P.S. Visit my “Old Houses” page to see more, including…


Thank you so much for this! We are just starting the building of our new home and his house has just the feel we are looking for. And that color palette is gorgeous. Now if it will just quit raining. They started grading a week ago Saturday and we’ve had nonstop rain ever since.
I, too, am in love with the paint colors he chose, especially that buttery yellow paired with the pale blues + whites. I must find the darker gold on his bedroom’s closet doors. Yummy! That front yard is very ‘busy’, isn’t it? I’d like to get a better look at that.
This is timeless and classic, yet manages to be bright and contemporary as well. It’s absolutely beautiful! Love the dining room built-ins. Great job on the kitchen. I love the description of this as architectural comfort food. That’s exactly how I feel about my home; nostalgic without being kitchy.
Hi! Being from Yonkers myself, (Both of my grandparents grew up in Park Hill.) That area became very run down. Yonkers as a whole became run down. Everyone retreated to the more Northern Burbs (North of White Plains.) It’s nice to see an architect take on a project and bring glory back to the area. Both of my late grandparents would be thrilled to see this.
What a beauty. I really like how he “saved it” more than “restored” it. Everything looks extremely comfortable and the colors certainly make all the difference.
Wow. I love this.
Architectural “comfort food” is a great description.
I loved that description, too! 🙂
I believe there’s not a single thing about this house that I don’t absolutely love, except maybe the thought of carrying groceries up those front steps!
Wow! This is an amazing house! I love the way he so skillfully used color throughout his home while at the same time maintains a comfortable flow and transition throughput each of the rooms. Every detail of this home is interesting, stunning yet warm and cozy!
I have never pinned so much from one of your posts!! This house is pure poetry. Thank you so much for sharing.
Yes, that’s right. House poetry. Exactly. Not one line out of place.
Would love to have seen the befores though…
Me, too! I asked, but he didn’t have any.
Wow, wow, wow! Absolute perfection. I loved it from the first picture. Great restoration, great decoration, love the furnishings… I was bracing myself for the kitchen photos, because usually that’s where they lose me, but that was fab too! LOVE that he didn’t use recessed lighting, and I totally agree with his comment about color bringing out architectural details. My first major in college was architecture. I went another way, but would love to have worked for Robert A.M. Stern.
I saw this house on Houzz last year and saved every photo of it. In a world with too much builder beige and blogger “lurve” gray and white (insert eye roll here), this home is filled with happy colors and a lifetime of meaningful objects. I could move into this house today and not change a thing.
Love this house – all the details are wonderful.
What a great story, and such a beautiful, happy home. The cabinet doors, the built-ins, and a window seat! Sigh. Love the colors and his collections, too.

» Requirement
Answer these questions about the house comments:
1. When did grading start on the new home of the commenter who mentions nonstop rain?
2. Which city is the commenter whose grandparents grew up in Park Hill from?
3. What kind of lighting does one commenter love that he didn't use?
The material after this text isn't needed for anything here.

» Data provided
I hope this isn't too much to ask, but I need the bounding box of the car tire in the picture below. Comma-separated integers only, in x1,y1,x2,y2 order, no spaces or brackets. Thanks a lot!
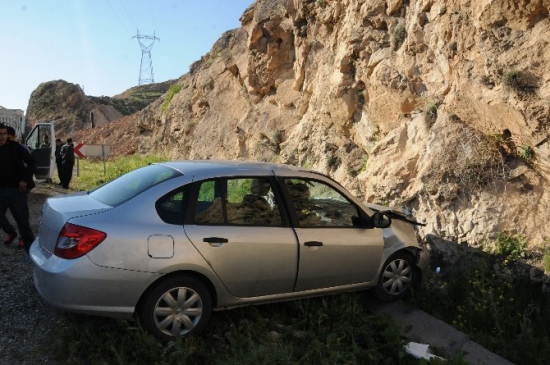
138,276,212,341
373,251,417,302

» Task answer
1. A week ago Saturday.
2. Yonkers.
3. Recessed lighting.